**Things to do**
[1] In the text on the Studenting and flow papers, how long were the interviews with the fifteen 11th graders?
[2] Resume the text on the Studenting and flow papers, starting after its final sentence.

**Text excerpt**
* * *

In the homework “Studenting” paper, they pick five classrooms, Grades 10-12, and interview kids about whether and how they did their homework. On the basis of the interviews, they conclude that teachers should not mark homework, because marking causes cheating, mimicking, and other non-desirable behaviors.
The second Studenting paper involves very brief (1-4 min.) interviews with fifteen 11th graders after a single “traditional” lesson. They classify their behavior/responses as Amotivation, Stalling, Faking, Mimicking, and Reasoning. They conclude that in a traditional math lesson, most students aren’t engaged in thinking.
For the 2018 “On The Edges of Flow” paper, Liljedahl observed a Grade 11 and a Grade 12 classroom. He was looking for instances of students moving in and out of “flow state” into disengagement. He provides a list of six situations he observed that show the various causes of this move, such as “quitting” or “seeking increased challenge.” He concludes that hints and extensions can move students back to flow.

* * *

**Provided data**

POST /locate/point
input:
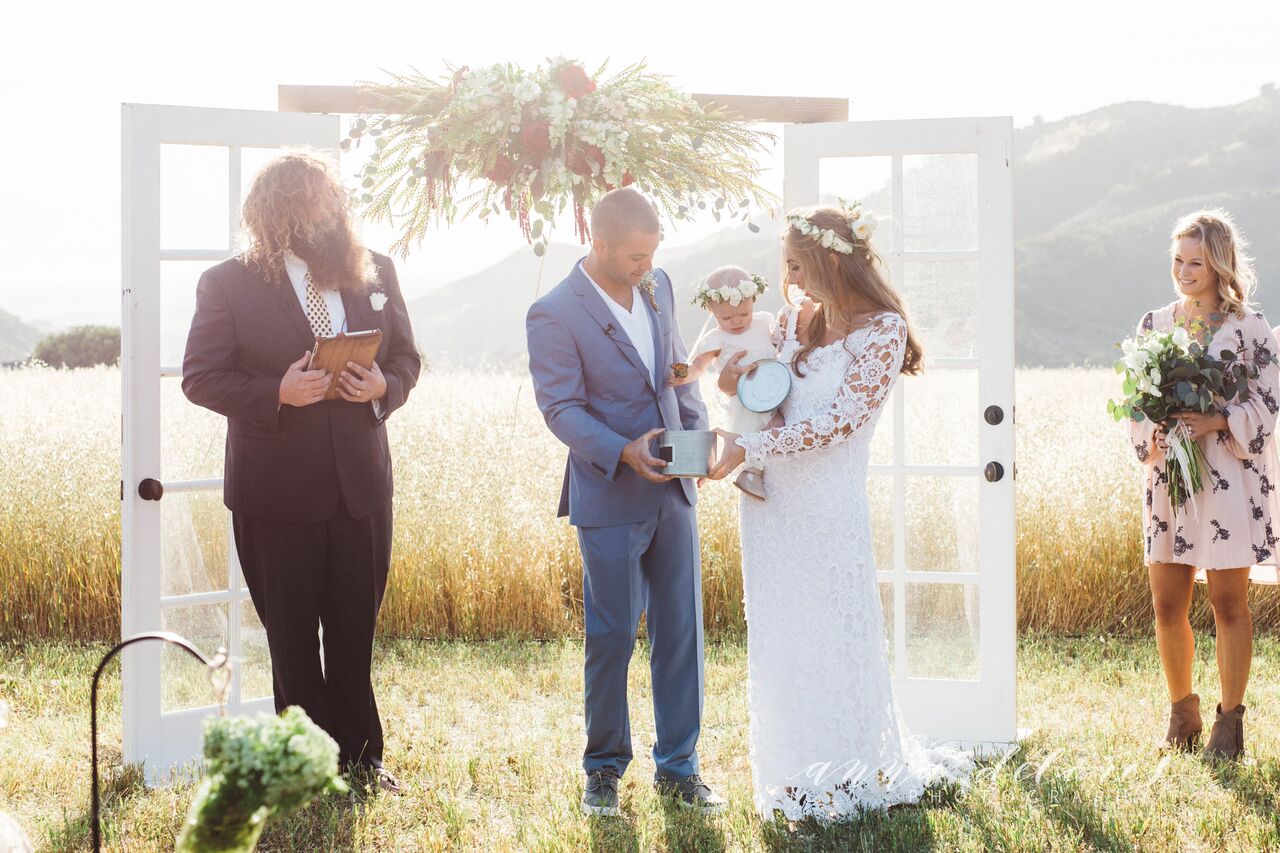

* * *

**The replies**
[1] The interviews lasted 1 to 4 minutes.

[2]
The 2016 paper is a dry run of the Building Thinking Classrooms book. There’s a lot of theory there, but I’m focusing on the results he describes from the data he collects.
First, he thought about his own teaching and came up with a list of nine elements that impact whether students think in class or not. He then observed many (40) other teachers, and decided that these nine elements were important in their classrooms as well.
He developed his “teaching classrooms” system, tested it on his own students and on the teachers that he worked with. You’ve seen that system already up above; it was those bullet points that you skimmed.
So: what did Peter L. do to see if the system worked?
First, he describes a study involving five high school classes. He put them in groups, told them to work with various surfaces (e.g. paper, notebook, whiteboard) and measured how long it took them to start working. Then he rated them on a scale of his own design to capture their “eagerness” or “discussion.” He found that vertical whiteboards led to the most engagement.
He then followed up with teachers who attended his workshops and asked if they took his advice and implemented vertical whiteboards. They told them that they did, and he checked 20 classrooms (he doesn’t say how they were selected) to confirm the reports from his interviews. Pretty much 100% of teachers told him they were still using his ideas.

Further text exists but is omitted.